> **DATA LINES**:
★ ★ ★ ★

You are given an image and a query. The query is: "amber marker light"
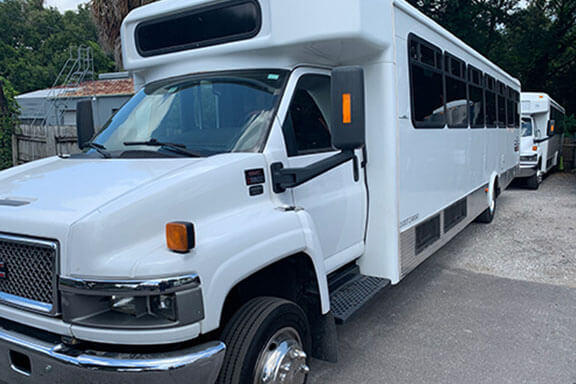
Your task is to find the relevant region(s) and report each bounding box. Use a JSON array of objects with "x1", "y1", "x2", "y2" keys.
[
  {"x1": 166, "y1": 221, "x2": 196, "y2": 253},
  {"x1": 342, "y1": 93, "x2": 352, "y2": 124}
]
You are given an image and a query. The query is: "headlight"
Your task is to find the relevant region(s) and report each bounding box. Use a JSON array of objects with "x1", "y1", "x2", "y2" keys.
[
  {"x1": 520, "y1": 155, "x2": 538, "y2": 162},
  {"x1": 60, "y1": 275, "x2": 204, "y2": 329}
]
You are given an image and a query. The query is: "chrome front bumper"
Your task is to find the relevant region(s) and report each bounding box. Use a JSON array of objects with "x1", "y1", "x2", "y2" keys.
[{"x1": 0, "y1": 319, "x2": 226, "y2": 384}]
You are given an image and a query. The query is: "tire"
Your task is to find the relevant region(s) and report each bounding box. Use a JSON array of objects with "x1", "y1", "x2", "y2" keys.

★ ★ ★ ★

> **SET EXERCISE**: Show each line above that contains the word "query", copying every such line in full.

> **OUTPUT FOR THIS EXERCISE**:
You are given an image and a query. The query is: "amber marker light"
You are given an image and a query. The query is: "headlight"
You are given an image and a query. The query is: "chrome front bumper"
You are given an image and a query. The query is: "tire"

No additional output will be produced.